(TASK): Each line below should be retyped exactly, with no pictures.

--- BEGIN DATASET ROWS ---

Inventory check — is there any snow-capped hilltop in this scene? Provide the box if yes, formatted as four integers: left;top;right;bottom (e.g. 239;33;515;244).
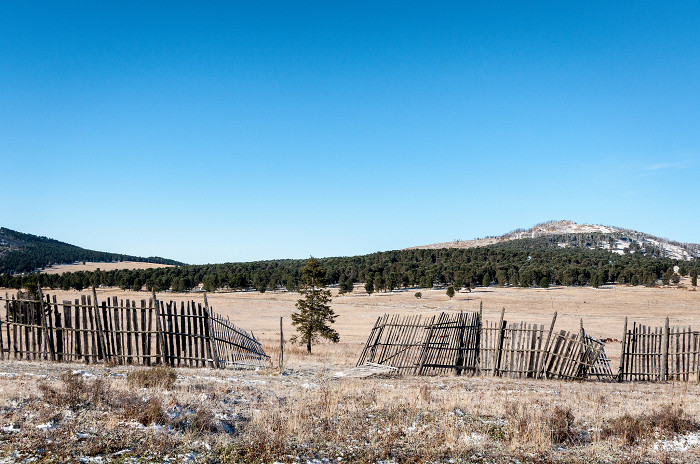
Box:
409;220;700;260
499;221;620;241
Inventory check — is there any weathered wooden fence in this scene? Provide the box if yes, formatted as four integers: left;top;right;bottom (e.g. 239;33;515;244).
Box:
0;290;269;367
357;311;612;380
618;318;700;381
357;312;481;375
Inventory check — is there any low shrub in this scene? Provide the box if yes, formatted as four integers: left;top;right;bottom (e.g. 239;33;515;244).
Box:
126;365;177;390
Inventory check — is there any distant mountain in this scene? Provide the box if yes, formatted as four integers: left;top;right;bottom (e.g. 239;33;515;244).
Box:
0;227;182;274
407;220;700;261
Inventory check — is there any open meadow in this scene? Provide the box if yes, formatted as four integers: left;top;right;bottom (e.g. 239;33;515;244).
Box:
0;283;700;463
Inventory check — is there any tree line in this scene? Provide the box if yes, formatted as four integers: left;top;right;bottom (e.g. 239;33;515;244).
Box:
0;227;182;274
0;237;698;292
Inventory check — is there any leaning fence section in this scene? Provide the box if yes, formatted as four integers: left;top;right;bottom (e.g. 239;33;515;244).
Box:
0;291;269;367
357;311;612;380
618;318;700;381
357;312;481;375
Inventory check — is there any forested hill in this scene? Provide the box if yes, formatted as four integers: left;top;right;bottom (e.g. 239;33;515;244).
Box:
0;234;698;292
0;227;182;274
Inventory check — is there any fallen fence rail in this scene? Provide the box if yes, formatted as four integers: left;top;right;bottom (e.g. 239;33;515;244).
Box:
0;289;270;367
357;311;614;380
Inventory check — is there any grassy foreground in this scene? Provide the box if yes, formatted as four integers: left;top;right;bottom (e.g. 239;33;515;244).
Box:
0;354;700;463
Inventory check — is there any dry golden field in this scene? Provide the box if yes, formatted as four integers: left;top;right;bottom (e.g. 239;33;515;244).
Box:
0;280;700;463
72;282;700;367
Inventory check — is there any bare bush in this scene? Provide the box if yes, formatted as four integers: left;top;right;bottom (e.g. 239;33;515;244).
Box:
126;365;177;390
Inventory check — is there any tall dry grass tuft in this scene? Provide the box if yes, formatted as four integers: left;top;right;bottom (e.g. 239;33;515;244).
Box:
126;365;177;390
504;400;575;451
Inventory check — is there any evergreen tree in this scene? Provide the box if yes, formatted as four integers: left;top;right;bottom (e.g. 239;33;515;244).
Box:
365;278;374;295
292;257;340;353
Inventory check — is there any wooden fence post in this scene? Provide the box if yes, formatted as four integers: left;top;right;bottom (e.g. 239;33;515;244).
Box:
280;317;284;375
492;305;506;377
617;316;627;382
37;284;56;361
92;285;110;366
204;293;219;369
153;289;171;364
535;311;557;379
474;307;483;375
659;318;669;382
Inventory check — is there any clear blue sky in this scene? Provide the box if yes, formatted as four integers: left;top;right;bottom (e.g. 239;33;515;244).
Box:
0;0;700;263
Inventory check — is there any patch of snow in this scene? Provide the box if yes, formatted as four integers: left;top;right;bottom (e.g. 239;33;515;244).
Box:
36;421;56;430
654;432;700;451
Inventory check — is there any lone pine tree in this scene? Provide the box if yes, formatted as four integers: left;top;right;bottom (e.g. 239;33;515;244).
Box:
292;257;340;353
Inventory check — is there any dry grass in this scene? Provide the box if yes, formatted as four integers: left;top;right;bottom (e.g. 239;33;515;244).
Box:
0;287;700;464
41;261;173;274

--- END DATASET ROWS ---

(IN RESPONSE):
Inventory check — is there any snow-capped hilltop in this scene? Provide the box if yes, formatted as four integers: left;top;right;bottom (e.g. 239;33;515;244).
Box:
409;220;700;260
499;221;620;241
Inventory check — is there any weathered wooden fence in this scene? Provide the box if yes, formatted as four integers: left;top;right;bottom (e.g. 239;33;515;244).
Box:
0;290;269;367
357;311;612;380
618;318;700;381
357;312;481;375
Inventory check — is there any low shrub in this scene? Provide the box if yes, formatted as four integers: left;top;right;bottom (e.g. 239;33;515;244).
Box:
126;365;177;390
Inventory check — is there any distant mountain in this scene? Provide the box if yes, formatted as four integers: left;top;right;bottom (e.g. 239;33;515;244).
Box:
0;227;182;274
407;220;700;261
Inventory check — is there any open meadow in this scene? Provide the box if yes, formatted as four integers: left;top;right;bottom (e.g. 239;33;515;244).
Box:
0;283;700;463
Inventory check — is there any tree line in this scene? Provide the box if yes, formatted as four integers: left;top;right;bottom (e.g. 239;33;515;244).
Box:
0;227;182;274
0;237;698;292
Inventory check — is there any leaning fence section in this scene? Provide the box if yes, formatted as four integers: left;top;right;bottom (e.g. 239;33;515;244).
Box:
0;291;269;367
357;311;612;380
618;318;700;381
357;312;481;375
Inventory check — is there any forested hill in this scene? Provide the box if yes, formatted as four integers: left;top;right;bottom (e.g. 239;33;515;244).
Box:
0;234;698;292
0;227;182;274
Inventory check — is there any fallen fence rail in this scene? Provide the box if yes, formatted as four integers: left;top;right;bottom (e.g. 239;33;515;244).
Box:
0;289;270;367
357;311;614;380
Inventory check — is there any grassy foreground in this scene? Provide the box if yes, formatted as four integers: left;top;right;bottom (e.g. 239;33;515;244).
Box:
0;354;700;463
Inventory check — is there any dry golden field in this scene? Provide the box if yes, formatted as four integers: left;top;right;bottom (e.g. 239;33;515;244).
Box:
0;280;700;463
72;282;700;367
Inventory check — is there any bare bush in this scene? Provide the box if yes, formatted as four integers: left;top;right;bottom (e.g. 239;33;515;244).
Box:
126;365;177;390
Inventory check — is there any tall dry grass tuft in this scene? Provide the box if yes, formatted as four integers: left;top;right;bottom (e.g. 239;33;515;244).
Box:
126;365;177;390
504;400;575;451
Inventory check — is there any evergreen tree in this scene? Provide the box if yes, formatted as four integers: left;top;right;bottom (e.g. 239;33;515;244).
Box:
365;278;374;295
292;257;340;353
Inventory check — is there any wooden fence post in this scene? Provide the box if yes, formatted as four integers: left;top;right;bottom (e.g. 239;33;515;244).
Box:
280;317;284;375
492;305;506;377
617;316;627;382
37;284;56;361
92;285;110;366
204;293;219;369
153;289;171;364
535;311;557;379
474;307;483;375
659;318;669;382
Inventory check — is there any clear blue sky in this scene? Provide the box if yes, formatted as four integers: left;top;right;bottom (e.g. 239;33;515;244).
Box:
0;0;700;263
Inventory check — is there any patch of snow in this scene? Provide the box if yes, formatted as four integers: left;top;right;bottom (e.g. 239;33;515;244).
Box:
36;421;56;430
654;432;700;451
Inventory check — is there any lone pine tree in this scene? Provide the box if yes, formatted as four integers: left;top;right;bottom (e.g. 239;33;515;244).
Box:
292;257;340;353
Inventory check — is there any dry grass in this scene? Provide the box if yes, formatted as four integers: left;top;right;bottom (e.g. 239;33;515;244).
Box:
0;287;700;464
41;261;173;274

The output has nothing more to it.